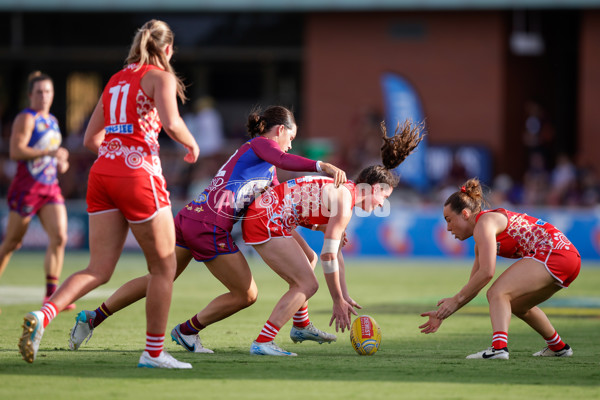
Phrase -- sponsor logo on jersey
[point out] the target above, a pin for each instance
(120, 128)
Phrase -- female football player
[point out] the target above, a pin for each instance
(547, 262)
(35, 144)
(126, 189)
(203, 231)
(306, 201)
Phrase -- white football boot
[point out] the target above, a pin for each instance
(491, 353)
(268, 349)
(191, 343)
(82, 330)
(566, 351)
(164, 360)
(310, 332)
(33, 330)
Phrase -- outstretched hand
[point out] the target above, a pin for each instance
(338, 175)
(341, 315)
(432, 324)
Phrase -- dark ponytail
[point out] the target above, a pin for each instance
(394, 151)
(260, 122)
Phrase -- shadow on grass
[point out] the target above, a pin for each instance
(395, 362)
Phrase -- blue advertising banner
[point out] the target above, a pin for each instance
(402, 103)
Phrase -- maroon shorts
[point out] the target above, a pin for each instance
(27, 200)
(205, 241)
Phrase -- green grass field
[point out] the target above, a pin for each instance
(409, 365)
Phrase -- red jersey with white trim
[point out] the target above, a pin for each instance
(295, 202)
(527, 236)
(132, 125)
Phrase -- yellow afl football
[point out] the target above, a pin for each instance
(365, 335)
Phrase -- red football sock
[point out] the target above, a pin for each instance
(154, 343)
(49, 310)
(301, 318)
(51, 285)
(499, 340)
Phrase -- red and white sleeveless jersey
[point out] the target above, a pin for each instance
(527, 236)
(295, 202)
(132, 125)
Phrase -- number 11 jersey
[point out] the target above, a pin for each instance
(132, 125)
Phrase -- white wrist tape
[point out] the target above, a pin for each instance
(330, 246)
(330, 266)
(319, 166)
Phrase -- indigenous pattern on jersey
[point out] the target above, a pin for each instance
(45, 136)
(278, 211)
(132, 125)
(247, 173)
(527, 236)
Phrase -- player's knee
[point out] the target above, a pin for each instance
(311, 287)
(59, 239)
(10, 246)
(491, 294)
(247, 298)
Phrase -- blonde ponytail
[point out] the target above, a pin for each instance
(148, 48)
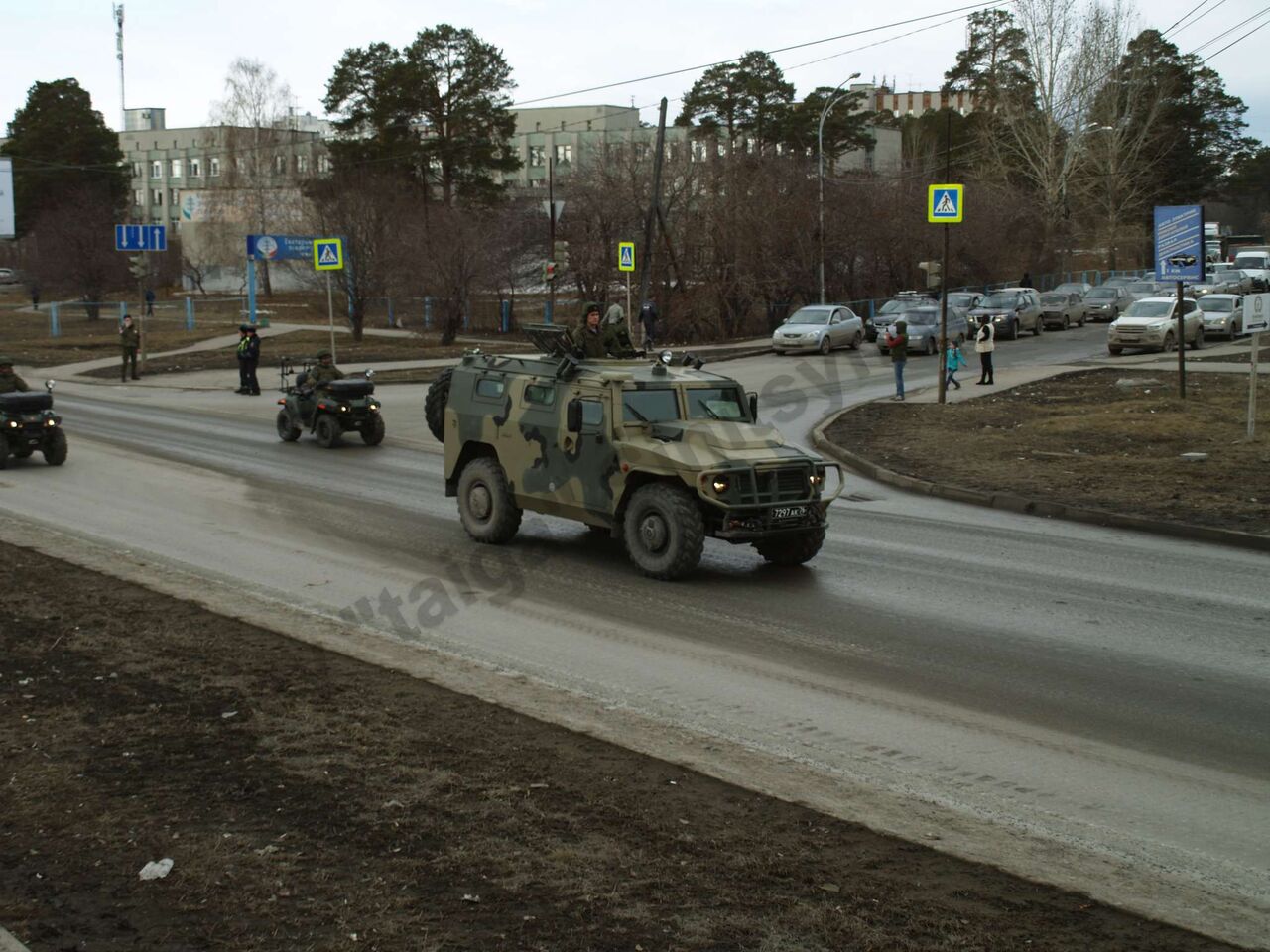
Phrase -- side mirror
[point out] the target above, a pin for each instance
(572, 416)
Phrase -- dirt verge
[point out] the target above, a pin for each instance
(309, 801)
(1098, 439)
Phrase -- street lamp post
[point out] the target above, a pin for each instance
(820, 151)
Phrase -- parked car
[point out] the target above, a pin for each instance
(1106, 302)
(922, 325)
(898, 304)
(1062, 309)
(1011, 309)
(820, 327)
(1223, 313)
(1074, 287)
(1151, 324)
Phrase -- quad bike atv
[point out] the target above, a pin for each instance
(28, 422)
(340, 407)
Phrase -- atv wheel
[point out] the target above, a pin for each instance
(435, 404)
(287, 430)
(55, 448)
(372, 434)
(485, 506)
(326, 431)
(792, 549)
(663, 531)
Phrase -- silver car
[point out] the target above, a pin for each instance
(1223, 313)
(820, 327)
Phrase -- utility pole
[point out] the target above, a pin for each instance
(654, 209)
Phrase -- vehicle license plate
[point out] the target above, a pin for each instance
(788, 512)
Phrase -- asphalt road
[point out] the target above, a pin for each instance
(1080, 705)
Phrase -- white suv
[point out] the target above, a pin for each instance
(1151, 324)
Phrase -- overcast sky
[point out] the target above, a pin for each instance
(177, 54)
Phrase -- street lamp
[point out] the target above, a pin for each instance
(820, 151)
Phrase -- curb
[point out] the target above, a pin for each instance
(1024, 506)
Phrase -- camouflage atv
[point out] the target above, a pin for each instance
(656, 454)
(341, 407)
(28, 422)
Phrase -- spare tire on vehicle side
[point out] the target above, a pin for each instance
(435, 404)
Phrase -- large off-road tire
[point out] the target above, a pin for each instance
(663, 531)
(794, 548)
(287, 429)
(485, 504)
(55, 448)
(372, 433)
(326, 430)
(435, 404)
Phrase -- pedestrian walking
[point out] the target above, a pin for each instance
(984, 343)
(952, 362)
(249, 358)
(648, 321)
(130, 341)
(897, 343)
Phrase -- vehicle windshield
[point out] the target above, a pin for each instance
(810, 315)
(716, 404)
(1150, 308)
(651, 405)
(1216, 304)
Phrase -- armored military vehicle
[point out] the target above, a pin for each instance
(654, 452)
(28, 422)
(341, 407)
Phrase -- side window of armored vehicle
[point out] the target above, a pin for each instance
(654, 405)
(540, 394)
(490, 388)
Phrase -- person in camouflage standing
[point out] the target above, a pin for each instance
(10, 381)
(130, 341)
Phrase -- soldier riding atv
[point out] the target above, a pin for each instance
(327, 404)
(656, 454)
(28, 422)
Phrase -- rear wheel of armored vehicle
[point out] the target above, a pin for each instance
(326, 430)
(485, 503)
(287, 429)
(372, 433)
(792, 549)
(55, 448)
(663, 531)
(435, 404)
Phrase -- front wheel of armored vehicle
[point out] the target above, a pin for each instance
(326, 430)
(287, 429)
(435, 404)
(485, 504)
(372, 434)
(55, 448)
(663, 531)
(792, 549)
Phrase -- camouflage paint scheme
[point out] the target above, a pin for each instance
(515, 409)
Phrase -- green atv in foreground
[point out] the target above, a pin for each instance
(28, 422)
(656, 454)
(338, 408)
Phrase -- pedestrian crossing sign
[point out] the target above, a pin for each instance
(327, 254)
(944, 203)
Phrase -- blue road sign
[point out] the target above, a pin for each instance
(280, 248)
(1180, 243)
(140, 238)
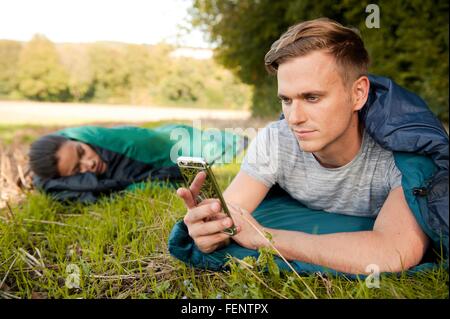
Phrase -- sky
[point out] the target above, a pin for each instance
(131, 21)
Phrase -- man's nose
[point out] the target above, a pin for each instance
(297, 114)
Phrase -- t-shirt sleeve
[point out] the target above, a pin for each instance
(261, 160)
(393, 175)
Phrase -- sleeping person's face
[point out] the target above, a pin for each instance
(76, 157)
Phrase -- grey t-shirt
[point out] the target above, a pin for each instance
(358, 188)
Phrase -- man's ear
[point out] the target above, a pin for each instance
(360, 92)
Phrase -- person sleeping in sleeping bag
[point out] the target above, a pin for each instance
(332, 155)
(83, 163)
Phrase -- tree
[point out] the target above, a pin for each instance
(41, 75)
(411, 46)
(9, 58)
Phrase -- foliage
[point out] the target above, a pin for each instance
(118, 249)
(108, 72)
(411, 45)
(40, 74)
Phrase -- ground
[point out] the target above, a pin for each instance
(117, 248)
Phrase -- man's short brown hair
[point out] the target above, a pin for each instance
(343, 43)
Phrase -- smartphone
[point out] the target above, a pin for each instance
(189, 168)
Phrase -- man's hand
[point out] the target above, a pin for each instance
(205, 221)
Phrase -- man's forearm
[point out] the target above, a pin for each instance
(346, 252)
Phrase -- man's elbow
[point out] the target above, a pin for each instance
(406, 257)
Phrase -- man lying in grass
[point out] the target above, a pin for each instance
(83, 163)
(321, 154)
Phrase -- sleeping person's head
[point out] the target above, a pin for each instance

--

- [TASK REQUIREMENTS]: An exact copy of the material is required, minus the pictures.

- [ANSWER TO THIS EXERCISE]:
Phrase -- sponsor logo on jersey
[point out] the target above, a pin for each instance
(120, 128)
Phrase -- female football player
[point out] the target above, a pin for each instance
(547, 262)
(35, 144)
(126, 189)
(203, 231)
(306, 201)
Phrase -- white football boot
[point out] the target above, a pin for each instance
(491, 353)
(268, 349)
(191, 343)
(82, 330)
(566, 351)
(164, 360)
(310, 332)
(33, 330)
Phrase -- outstretched hand
[point out] the target above, a pin for each instance
(338, 175)
(341, 315)
(432, 324)
Phrase -- dark ponytail
[point out] the target above, a pin for each instance
(394, 151)
(260, 122)
Phrase -- shadow on grass
[point out] the target above, a pin for each instance
(395, 362)
Phrase -- blue advertising banner
[point out] the target above, a pin for each instance
(402, 103)
Phrase -- maroon shorts
[point out] the target above, a pin for each instance
(27, 200)
(205, 241)
Phrase -- green grass field
[point out] the target above, a pin for each instance
(409, 365)
Phrase -- red jersey with white trim
[point out] the target above, a pin for each instance
(295, 202)
(527, 236)
(132, 125)
Phrase -- yellow afl football
[point out] the target above, a pin for each instance
(365, 335)
Phrase -- red football sock
[point out] the target above, a pin for each instance
(154, 343)
(49, 310)
(301, 318)
(51, 285)
(499, 340)
Phrase -- red and white sleeveless jersey
[point out] the target above, a pin for each instance
(527, 236)
(295, 202)
(132, 125)
Phrase -- number 11 jersey
[point out] the target above, a pin for each instance
(132, 125)
Phrase -- white wrist tape
[point out] the target above, a pin for each instance
(330, 246)
(330, 266)
(319, 166)
Phrase -- indigenous pattern on jersey
[point out] the target above, a pin for each instance
(45, 136)
(278, 211)
(132, 125)
(247, 173)
(527, 236)
Phrase -- player's knee
[point out] the target above, a pin for each instance
(311, 287)
(59, 239)
(10, 246)
(491, 294)
(247, 298)
Phrase -- blonde ponytail
[point out] the target above, a pin for each instance
(148, 48)
Phrase -- side mirror
[point out] the target above, a pin for each instance
(572, 416)
Phrase -- dirt verge
[point out] the target above, a pin for each instance
(309, 801)
(1098, 439)
Phrase -- street lamp post
[point out] the target above, a pin for each instance
(820, 151)
Phrase -- parked car
[point out] the target above, a pin for each instance
(1106, 302)
(922, 325)
(898, 304)
(1062, 309)
(1011, 309)
(820, 327)
(1223, 313)
(1074, 287)
(1151, 324)
Phrase -- quad bike atv
[point out] the target above, a pin for each instance
(28, 422)
(340, 407)
Phrase -- atv wheel
[point out] the target above, a pin for each instance
(435, 404)
(287, 430)
(55, 448)
(372, 434)
(485, 506)
(326, 431)
(792, 549)
(663, 531)
Phrase -- silver car
[point out] the target above, a pin for each instance
(1223, 313)
(820, 327)
Phrase -- utility pole
[point out] the target above, a pin for each instance
(654, 209)
Phrase -- vehicle license plate
[point out] the target above, a pin for each instance
(788, 512)
Phrase -- asphalt road
[point out] the target above, a pin for each instance
(1080, 705)
Phrase -- white suv
[point out] the target above, a pin for each instance
(1151, 324)
Phrase -- overcast sky
[point out] the target above, a pin for each instance
(177, 54)
Phrase -- street lamp
[point out] the target above, a pin for each instance
(820, 151)
Phrase -- curb
[point out] the target above, a pin for each instance
(1024, 506)
Phrase -- camouflage atv
[point out] the target above, a pin for each instance
(656, 454)
(341, 407)
(28, 422)
Phrase -- spare tire on vehicle side
[point out] the target above, a pin for each instance
(435, 404)
Phrase -- large off-road tire
[point out] the target above, a pin for each instance
(663, 531)
(794, 548)
(287, 429)
(485, 504)
(55, 448)
(372, 433)
(326, 430)
(435, 404)
Phrase -- pedestrian walking
[point out] the target above, a pin for each instance
(984, 343)
(952, 362)
(249, 358)
(648, 321)
(130, 341)
(897, 343)
Phrase -- vehicle windshield
[point out] the target above, a pin for each instance
(810, 315)
(716, 404)
(1150, 308)
(651, 405)
(1216, 304)
Phrase -- armored military vehicle
[point out] the target above, a pin for each instance
(654, 452)
(28, 422)
(341, 407)
Phrase -- side window of armored vehicle
[point out] the target above, a pin for each instance
(654, 405)
(540, 394)
(490, 388)
Phrase -- person in camouflage standing
[point out] the target above, a pin for each instance
(10, 381)
(130, 341)
Phrase -- soldier riding atv
[point out] the target above, a pin for each instance
(327, 404)
(656, 454)
(28, 422)
Phrase -- rear wheel of armored vehicle
[point out] the target above, a pin for each instance
(326, 430)
(485, 503)
(287, 429)
(372, 433)
(792, 549)
(55, 448)
(663, 531)
(435, 404)
Phrase -- front wheel of armored vehicle
[point out] the target above, a pin for each instance
(326, 430)
(287, 429)
(435, 404)
(485, 504)
(372, 434)
(55, 448)
(663, 531)
(792, 549)
Phrase -- camouflage paint scheme
[point out] the target above, a pin for each instance
(515, 409)
Phrase -- green atv in foreground
[point out] the target above, a pin for each instance
(28, 422)
(656, 454)
(338, 408)
Phrase -- pedestrian crossing sign
[point out] the target above, a pin for each instance
(327, 254)
(944, 203)
Phrase -- blue road sign
[point out] the target above, a pin for each instance
(280, 248)
(1180, 243)
(140, 238)
Phrase -- sky
[point out] the target above, a pin for each instance
(131, 21)
Phrase -- man's nose
[point out] the target above, a pin for each instance
(297, 114)
Phrase -- t-shirt sleeve
[point out] the target above, a pin for each instance
(261, 160)
(393, 175)
Phrase -- sleeping person's face
[point out] the target above, a pin for each instance
(76, 157)
Phrase -- grey t-shirt
[point out] the target above, a pin for each instance
(358, 188)
Phrase -- man's ear
[point out] the target above, a pin for each instance
(360, 92)
Phrase -- person sleeping in sleeping bag
[point out] the target above, a pin for each instance
(332, 155)
(83, 163)
Phrase -- tree
[point out] the target above, a pin for each instance
(41, 75)
(411, 46)
(9, 58)
Phrase -- foliage
[point out] the target above, a pin for each instance
(118, 249)
(108, 72)
(411, 45)
(40, 74)
Phrase -- ground
[point out] the target above, a pin for each instance
(117, 248)
Phrase -- man's short brown hair
[point out] the target above, a pin for each instance
(343, 43)
Phrase -- smartphone
[point out] the target above, a pin for each instance
(189, 168)
Phrase -- man's hand
[point out] the target above, a pin for each instance
(205, 221)
Phrase -- man's forearm
[point out] the target above, a pin for each instance
(346, 252)
Phrase -- man's elbow
[point out] the target above, a pin for each instance
(406, 257)
Phrase -- man lying in grass
[point out] the target above, a pin for each instance
(83, 163)
(321, 154)
Phrase -- sleeping person's head
[point out] the target above, a pin for each instance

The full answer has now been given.